##### Records provided

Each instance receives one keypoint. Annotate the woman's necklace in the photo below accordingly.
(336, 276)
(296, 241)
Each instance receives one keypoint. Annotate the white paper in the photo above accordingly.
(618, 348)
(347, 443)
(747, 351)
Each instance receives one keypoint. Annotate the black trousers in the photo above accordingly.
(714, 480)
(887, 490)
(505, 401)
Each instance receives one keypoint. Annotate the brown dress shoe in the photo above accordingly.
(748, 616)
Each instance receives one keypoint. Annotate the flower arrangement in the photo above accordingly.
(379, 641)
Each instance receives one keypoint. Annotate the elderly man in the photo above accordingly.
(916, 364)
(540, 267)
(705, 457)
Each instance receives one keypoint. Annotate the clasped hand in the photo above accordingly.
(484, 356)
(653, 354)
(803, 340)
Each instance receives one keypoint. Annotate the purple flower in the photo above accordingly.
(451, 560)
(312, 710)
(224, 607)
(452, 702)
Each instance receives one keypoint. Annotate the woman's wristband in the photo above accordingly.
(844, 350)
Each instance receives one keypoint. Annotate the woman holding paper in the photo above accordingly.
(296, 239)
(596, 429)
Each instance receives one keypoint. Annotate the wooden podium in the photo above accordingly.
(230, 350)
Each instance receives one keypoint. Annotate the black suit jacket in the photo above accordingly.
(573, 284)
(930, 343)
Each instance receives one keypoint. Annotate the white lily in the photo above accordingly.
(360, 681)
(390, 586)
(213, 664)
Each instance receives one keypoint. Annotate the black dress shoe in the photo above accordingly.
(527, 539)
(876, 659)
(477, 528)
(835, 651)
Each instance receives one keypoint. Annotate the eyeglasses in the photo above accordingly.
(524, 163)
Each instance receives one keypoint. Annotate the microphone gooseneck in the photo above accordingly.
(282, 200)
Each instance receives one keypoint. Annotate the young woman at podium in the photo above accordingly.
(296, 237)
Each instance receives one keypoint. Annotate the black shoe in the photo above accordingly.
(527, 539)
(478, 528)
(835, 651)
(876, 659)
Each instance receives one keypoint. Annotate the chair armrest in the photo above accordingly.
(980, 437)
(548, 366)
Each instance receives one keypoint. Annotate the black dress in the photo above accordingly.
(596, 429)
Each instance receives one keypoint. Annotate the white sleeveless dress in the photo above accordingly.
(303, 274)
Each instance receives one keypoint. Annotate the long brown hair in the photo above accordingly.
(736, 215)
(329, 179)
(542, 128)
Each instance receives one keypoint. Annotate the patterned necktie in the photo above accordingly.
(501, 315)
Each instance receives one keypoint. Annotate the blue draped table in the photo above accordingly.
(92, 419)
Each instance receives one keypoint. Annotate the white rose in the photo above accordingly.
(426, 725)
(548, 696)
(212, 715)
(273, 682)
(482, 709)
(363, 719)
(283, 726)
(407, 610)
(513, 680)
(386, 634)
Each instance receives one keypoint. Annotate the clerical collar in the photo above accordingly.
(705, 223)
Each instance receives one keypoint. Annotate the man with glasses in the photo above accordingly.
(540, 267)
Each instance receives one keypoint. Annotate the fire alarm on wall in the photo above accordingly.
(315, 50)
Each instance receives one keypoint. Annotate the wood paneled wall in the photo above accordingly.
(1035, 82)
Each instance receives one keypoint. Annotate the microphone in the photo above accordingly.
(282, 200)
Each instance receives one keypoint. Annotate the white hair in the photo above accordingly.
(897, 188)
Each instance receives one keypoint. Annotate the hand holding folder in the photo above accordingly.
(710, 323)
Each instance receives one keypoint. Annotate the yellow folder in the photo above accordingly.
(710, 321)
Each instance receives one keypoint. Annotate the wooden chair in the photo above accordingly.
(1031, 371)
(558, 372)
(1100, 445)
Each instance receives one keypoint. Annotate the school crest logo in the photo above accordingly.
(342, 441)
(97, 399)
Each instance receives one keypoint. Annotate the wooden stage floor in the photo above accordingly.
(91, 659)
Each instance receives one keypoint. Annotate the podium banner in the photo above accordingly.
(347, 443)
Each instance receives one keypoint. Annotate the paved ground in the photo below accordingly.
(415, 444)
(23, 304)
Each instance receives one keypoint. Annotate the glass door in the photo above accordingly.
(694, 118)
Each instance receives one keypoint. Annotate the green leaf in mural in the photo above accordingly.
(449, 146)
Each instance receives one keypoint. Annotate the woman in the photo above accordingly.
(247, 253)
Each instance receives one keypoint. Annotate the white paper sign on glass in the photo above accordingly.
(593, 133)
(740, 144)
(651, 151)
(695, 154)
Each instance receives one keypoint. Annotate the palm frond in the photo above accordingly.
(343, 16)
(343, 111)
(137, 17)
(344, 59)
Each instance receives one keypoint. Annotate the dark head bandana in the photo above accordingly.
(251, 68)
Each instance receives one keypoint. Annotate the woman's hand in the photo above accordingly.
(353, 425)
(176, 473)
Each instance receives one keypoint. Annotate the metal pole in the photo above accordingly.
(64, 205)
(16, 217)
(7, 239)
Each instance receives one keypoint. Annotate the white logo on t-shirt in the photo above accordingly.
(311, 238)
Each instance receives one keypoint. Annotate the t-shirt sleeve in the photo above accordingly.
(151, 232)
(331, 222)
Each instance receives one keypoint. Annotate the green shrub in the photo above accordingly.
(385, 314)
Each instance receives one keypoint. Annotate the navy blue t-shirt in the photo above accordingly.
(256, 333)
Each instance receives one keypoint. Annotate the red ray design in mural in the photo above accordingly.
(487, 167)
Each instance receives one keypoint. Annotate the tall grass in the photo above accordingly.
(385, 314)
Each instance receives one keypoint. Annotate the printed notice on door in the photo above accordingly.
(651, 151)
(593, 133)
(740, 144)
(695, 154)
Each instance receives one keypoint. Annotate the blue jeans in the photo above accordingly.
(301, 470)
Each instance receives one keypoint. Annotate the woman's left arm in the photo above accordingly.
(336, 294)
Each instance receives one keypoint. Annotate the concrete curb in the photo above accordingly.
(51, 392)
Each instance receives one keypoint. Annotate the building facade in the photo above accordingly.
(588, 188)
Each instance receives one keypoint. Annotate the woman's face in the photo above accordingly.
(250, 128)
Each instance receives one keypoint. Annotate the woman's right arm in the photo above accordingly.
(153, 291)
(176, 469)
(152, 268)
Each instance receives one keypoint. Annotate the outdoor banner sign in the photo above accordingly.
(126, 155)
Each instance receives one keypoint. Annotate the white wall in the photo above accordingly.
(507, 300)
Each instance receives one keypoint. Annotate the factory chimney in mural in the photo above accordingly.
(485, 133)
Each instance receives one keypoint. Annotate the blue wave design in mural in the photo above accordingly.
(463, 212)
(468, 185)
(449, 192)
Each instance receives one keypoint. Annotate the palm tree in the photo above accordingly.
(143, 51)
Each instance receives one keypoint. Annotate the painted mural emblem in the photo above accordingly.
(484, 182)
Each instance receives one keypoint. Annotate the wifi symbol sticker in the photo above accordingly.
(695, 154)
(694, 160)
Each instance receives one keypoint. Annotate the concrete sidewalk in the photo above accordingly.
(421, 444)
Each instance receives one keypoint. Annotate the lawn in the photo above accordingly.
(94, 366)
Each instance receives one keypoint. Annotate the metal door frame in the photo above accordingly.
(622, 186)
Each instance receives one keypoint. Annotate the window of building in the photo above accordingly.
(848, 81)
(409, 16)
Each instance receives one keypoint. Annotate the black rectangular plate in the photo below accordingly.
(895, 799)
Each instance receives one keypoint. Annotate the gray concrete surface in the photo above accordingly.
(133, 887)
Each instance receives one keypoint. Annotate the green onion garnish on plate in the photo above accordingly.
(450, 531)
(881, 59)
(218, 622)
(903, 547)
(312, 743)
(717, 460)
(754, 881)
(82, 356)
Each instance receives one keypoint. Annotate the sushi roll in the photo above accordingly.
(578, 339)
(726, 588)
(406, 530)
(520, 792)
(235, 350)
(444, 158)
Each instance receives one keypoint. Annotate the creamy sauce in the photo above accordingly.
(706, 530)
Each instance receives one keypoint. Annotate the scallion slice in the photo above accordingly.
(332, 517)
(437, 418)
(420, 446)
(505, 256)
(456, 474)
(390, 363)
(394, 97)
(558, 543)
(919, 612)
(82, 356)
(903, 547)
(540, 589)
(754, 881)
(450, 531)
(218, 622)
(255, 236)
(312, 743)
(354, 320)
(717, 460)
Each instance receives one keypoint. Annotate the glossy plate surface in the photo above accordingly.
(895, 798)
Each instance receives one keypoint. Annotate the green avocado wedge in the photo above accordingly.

##########

→ Description of the task
With the line containing "sidewalk in the photo above accordingly." as the first and the last line of the records as the final one, print exactly the lines in that span.

→ Expected output
Each instance receives one keypoint. Annotate the concrete sidewalk in the photo above accordingly.
(421, 444)
Each instance receives one keypoint. Annotate the lawn in the photo above accordingly.
(94, 366)
Each instance receives one keypoint. Annotate the metal door frame in the photo above accordingly.
(622, 186)
Each instance receives one keypoint. Annotate the window of building in the photo above accordingly.
(848, 81)
(409, 16)
Each instance receives one keypoint. Annotate the black rectangular plate in the photo below accordingly.
(895, 799)
Each instance receives one keypoint. Annotate the gray concrete surface in the photo above accordingly.
(133, 887)
Each instance receives one keypoint. Annotate the green onion garnish on plate in the photo above accordingly.
(450, 531)
(881, 59)
(218, 622)
(903, 547)
(312, 743)
(717, 460)
(754, 881)
(82, 356)
Each instance receives one keypoint. Annotate the sushi roll in the photo above accordingly.
(578, 339)
(726, 588)
(406, 530)
(520, 792)
(235, 350)
(444, 158)
Each instance receives one keypoint. Annotate the creamy sauce in the photo above accordingly.
(706, 530)
Each instance receives one keypoint. Annotate the scallion slice in the photo above accordingly.
(332, 517)
(437, 418)
(420, 446)
(505, 256)
(456, 474)
(390, 363)
(394, 97)
(558, 543)
(919, 612)
(82, 356)
(903, 547)
(540, 589)
(754, 881)
(450, 531)
(218, 622)
(255, 236)
(312, 743)
(354, 320)
(717, 460)
Each instance receives one keypoint. Annotate the glossy plate surface in the photo above accordingly.
(895, 798)
Each instance receives one keypoint. Annotate the green avocado wedge in the photo above accordingly.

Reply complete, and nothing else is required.